Stated exercise.
Copy word for word the stretch of lines from the one containing "trace: overcast sky" through the one containing "[[53,41],[29,41],[28,50],[53,50]]", including both of those lines.

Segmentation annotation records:
━━━━━━━━━━━━━━━━━━━━

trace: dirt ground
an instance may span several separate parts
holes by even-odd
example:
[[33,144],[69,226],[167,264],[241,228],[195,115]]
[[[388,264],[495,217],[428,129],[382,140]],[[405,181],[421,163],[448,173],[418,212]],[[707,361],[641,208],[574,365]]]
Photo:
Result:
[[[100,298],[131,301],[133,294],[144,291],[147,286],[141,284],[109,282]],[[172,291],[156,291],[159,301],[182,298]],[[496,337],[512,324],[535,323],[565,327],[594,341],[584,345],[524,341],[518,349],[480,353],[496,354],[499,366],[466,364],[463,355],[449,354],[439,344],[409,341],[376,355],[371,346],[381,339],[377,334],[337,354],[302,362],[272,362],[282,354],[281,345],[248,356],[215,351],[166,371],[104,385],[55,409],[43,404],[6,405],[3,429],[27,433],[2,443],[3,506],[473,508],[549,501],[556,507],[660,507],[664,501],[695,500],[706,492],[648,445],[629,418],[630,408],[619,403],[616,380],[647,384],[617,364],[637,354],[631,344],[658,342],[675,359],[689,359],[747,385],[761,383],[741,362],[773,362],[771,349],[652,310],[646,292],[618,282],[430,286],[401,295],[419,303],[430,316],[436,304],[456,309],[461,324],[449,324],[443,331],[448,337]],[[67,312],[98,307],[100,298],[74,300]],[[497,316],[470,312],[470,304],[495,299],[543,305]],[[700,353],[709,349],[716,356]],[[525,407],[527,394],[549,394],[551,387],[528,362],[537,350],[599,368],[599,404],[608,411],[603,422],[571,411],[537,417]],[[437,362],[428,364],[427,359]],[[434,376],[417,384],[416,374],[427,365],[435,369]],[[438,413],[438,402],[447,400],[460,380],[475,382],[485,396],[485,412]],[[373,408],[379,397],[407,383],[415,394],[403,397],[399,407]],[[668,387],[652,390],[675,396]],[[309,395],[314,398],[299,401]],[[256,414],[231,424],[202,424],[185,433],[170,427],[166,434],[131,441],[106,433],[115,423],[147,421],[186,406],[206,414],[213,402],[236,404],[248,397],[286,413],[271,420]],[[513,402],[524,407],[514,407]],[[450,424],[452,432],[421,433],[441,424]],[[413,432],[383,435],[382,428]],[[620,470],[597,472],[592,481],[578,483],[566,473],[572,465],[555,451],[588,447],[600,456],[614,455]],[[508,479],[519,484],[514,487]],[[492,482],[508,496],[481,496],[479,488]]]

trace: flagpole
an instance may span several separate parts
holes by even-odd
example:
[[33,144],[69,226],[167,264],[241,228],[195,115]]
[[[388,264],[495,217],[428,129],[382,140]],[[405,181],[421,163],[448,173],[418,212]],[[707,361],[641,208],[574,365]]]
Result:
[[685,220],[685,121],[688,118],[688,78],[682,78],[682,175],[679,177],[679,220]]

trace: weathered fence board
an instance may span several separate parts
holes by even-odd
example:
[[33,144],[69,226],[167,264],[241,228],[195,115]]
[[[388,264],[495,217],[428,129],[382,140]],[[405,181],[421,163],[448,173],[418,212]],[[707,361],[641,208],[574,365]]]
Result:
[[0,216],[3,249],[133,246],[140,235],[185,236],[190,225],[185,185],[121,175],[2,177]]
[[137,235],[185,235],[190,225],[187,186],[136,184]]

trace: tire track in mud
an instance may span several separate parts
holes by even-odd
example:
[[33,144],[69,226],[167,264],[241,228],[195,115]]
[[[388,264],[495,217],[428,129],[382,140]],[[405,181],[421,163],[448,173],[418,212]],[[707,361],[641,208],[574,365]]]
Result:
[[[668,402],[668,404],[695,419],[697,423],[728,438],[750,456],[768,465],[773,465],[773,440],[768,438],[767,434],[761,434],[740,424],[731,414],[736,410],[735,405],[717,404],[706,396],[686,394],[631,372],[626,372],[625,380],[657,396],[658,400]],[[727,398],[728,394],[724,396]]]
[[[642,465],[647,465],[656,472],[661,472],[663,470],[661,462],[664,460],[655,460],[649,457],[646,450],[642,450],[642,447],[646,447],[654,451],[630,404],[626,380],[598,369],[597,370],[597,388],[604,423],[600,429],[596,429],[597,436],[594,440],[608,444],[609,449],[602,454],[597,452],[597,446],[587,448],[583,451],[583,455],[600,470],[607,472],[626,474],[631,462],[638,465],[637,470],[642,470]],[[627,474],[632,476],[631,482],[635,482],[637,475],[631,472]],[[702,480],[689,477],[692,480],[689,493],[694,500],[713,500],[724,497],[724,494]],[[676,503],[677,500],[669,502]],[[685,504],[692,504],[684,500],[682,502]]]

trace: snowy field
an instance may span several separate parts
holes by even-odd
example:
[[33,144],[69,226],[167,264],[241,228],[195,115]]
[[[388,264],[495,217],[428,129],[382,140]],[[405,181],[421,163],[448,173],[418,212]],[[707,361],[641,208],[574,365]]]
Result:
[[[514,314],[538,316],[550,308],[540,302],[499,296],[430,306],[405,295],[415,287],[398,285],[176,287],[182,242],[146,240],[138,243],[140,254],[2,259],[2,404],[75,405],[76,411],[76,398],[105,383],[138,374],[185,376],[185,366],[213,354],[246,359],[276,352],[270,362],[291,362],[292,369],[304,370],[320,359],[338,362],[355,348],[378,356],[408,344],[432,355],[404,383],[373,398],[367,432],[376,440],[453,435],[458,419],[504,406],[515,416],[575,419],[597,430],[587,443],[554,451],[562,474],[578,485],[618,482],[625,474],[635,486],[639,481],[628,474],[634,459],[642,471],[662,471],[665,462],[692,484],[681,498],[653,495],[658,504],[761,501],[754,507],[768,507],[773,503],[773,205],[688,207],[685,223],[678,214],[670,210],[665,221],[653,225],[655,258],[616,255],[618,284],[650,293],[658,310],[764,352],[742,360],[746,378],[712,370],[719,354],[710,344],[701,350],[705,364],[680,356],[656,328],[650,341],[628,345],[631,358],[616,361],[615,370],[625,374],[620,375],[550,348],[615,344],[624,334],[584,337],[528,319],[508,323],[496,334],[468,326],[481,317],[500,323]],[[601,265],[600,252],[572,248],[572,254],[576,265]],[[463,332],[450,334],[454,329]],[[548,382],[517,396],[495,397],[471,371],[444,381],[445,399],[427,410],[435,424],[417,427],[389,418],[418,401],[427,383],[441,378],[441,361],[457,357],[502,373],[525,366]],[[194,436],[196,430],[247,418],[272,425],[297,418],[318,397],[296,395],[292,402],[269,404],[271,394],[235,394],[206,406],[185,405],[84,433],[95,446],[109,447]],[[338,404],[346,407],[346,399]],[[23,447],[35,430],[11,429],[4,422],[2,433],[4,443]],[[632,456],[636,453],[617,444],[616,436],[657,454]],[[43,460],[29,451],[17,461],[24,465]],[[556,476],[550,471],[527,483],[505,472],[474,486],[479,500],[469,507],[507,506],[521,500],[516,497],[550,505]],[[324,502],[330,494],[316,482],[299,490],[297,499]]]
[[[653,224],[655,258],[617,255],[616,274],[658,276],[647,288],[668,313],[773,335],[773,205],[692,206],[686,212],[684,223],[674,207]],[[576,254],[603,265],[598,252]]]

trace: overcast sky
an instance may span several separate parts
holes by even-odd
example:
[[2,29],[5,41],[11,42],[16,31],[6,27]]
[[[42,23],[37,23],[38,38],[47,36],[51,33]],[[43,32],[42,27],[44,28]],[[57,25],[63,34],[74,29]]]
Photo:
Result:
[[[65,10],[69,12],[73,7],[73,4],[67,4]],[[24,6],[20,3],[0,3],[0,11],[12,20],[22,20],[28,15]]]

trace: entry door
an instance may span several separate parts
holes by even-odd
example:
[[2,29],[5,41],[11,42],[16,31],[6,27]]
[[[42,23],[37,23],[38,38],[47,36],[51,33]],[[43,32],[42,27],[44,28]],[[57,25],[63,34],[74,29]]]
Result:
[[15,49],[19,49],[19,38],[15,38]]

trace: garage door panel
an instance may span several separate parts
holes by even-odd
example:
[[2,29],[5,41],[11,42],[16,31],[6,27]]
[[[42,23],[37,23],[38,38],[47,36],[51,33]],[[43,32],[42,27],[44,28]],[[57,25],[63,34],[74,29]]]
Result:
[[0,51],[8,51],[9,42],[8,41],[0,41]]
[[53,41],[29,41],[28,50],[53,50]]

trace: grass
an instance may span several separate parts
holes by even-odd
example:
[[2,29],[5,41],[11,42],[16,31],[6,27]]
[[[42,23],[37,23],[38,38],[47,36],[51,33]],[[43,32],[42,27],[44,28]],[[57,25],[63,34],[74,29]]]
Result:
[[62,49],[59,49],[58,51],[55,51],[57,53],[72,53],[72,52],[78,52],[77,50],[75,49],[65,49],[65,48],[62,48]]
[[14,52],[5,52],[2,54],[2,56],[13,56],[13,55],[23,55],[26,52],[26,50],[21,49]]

━━━━━━━━━━━━━━━━━━━━

Exercise output.
trace: overcast sky
an instance may span several separate parts
holes by even-odd
example:
[[2,29],[5,41],[11,42],[16,31],[6,27]]
[[[42,23],[37,23],[38,38],[47,36],[51,33]],[[43,32],[42,27],[44,28]],[[57,25],[63,34],[74,29]]]
Photo:
Result:
[[[65,10],[69,12],[73,7],[73,4],[67,4]],[[24,6],[20,3],[0,3],[0,11],[12,20],[22,20],[28,15]]]

trace: entry door
an instance may span several separate parts
holes by even-odd
example:
[[2,29],[5,41],[11,42],[16,31],[6,27]]
[[[42,23],[37,23],[38,38],[47,36],[51,33]],[[43,32],[42,27],[44,28]],[[57,25],[63,34],[74,29]]]
Result:
[[15,49],[19,49],[19,38],[15,38]]

trace: garage door panel
an instance may span several separate parts
holes by even-odd
example:
[[2,29],[5,41],[11,42],[16,31],[6,27]]
[[[42,23],[37,23],[38,38],[47,36],[51,33]],[[43,32],[42,27],[44,28]],[[57,25],[63,34],[74,29]]]
Result:
[[0,51],[8,51],[9,42],[8,41],[0,41]]
[[53,41],[29,41],[28,50],[53,50]]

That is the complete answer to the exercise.